▶ **Set problem A**: Check each statement against the camera discussion below and answer yes or no for each, quoting the words from the text that decide it: (i) The Canon at ISO 100 shows more noise than the Lumix at ISO 80. (ii) The Canon 28-135 IS lens cost almost as much as the entire Lumix camera. (iii) The writer who moved to the Pentax ist DS regrets selling the FZ20.
▶ **Set problem B**: In the camera discussion below, which camera did the writer switch to after selling the FZ20?
▶ **Set problem C**: Continue the camera discussion below, starting after its last sentence.

▶ **Selected extract**:
---+---
This is infact something Canon meant to do to get you to buy the 10D, if they didn't cripple the 300D in some ways no-one would ever buy the 10D (well many wouldn't....


The Canon at ISO 100 has significantly less noise than the Lumix at ISO 80. I would say the dReb at ISO 400 and the Lumix at 80 are comparable, noise-wise. Noise Ninja does a great job with both. The Canon at 400 ISO is still useable, the Luix is not.

No disagreement here!!!!


The Leica lens on the Lumix is not only supremely versatile it delivers sharper results than comparably priced dSLR lenses. This is very clear in my comparison shots. My Canon 28-135 IS lens cost almost as much as the entire Lumix camera and still isn't as sharp.

For one it is in some ways unfair to compare $ for $ the Leica lens is a lot smaller (therefore cheaper) as it is providing light to a MUCH smaller sensor (which has its own disadvantages).

Which you get all depends if you want/need the larger sensor and advantages of a true SLR, I have switched to the Pentax ist DS and sold my FZ20 and have no seller remorse, as the Pentax offers advantages that I want ie

1) Optical viewfinder (I hated the FZ20 EVF it really hindered the nice manal focus control for me)
2) Bulb mode
3) Much less noise at higher ISOs
4) Related to point 1 but the lack of gain up on the LCD in dark places was very annoying, even my old Kodak 6490 had this.
5) Well you might complain about lens costs but I like the choice afforded by DSLR and the wideangle and tele offered by Panasonic are EXTREMELY expensive for what they are....
---+---
▶ **Information shown**:
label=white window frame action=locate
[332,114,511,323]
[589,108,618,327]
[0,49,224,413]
---+---
▶ **Written answer A**:
(i) No: "The Canon at ISO 100 has significantly less noise than the Lumix at ISO 80."
(ii) Yes: "My Canon 28-135 IS lens cost almost as much as the entire Lumix camera"
(iii) No: "have no seller remorse"

▶ **Written answer B**: The Pentax ist DS.

▶ **Written answer C**:
It all depends on what you need... That all said I like the FZ20 but am not a fan of the 300d and would have preferred a comparison to the Nikon D70 or the Pentax *ist DS that haven't been intentionally crippled....

jeisner
01-02-2005, 11:55 PM
Oops left one out:

6) Better/more control over DOF with DSLR...

yusuf
08-03-2005, 10:48 AM
6) Better/more control over DOF with DSLR...

Sorry for my ignorance but how does it matter. DOF can be controlled in non-DSLR camera same way as DSLR by controlling aperture, or am I missing something

TheObiJuan
08-03-2005, 11:00 AM
Sorry for my ignorance but how does it matter. DOF can be controlled in non-DSLR camera same way as DSLR by controlling aperture, or am I missing something

Your missing something.
Digital SLR cameras have much more control over depth of field, moslty, because the aperture range is wider and the dof varies so darn much.
With p&s cameras, really, only macro work will give you nicely blurred background.
At f/2.8 and 300mm the fz20 will probably give similar background blur as a 85 f/1.8 at f/5.6 or f/8.
As the p&s lenses get larger and the sensors get larger, expect this to change. Also, noise will (should) go down with the larger sensors..



Also, it's interesting to see this thread. I posted above many months ago about wanting a d70 or fz20, and look at me now, with a 20D instead. ;)

SVT4ME
08-03-2005, 11:24 AM
Interesting thread! A little old I guess but since it got bumped back to the top I'd like to throw in my experiences so far. I've had a Digital Rebel since 2003, and just last month bought an FZ3 - also with the idea in mind that it would be my "point 'n shoot" backup camera. And again, I've had similar results (even though I have the "lowly" FZ3 and not the FZ20) - pictures of the same subject taken under the same conditions were markedly better in color, clarity, and exposure from the FZ3! Now, I have to admit to not having any "professional quality" lenses for the Canon, and the Digital Rebel (as most Canons) was designed to take a slightly "softer" picture at the default settings, but even so, the difference was jarring!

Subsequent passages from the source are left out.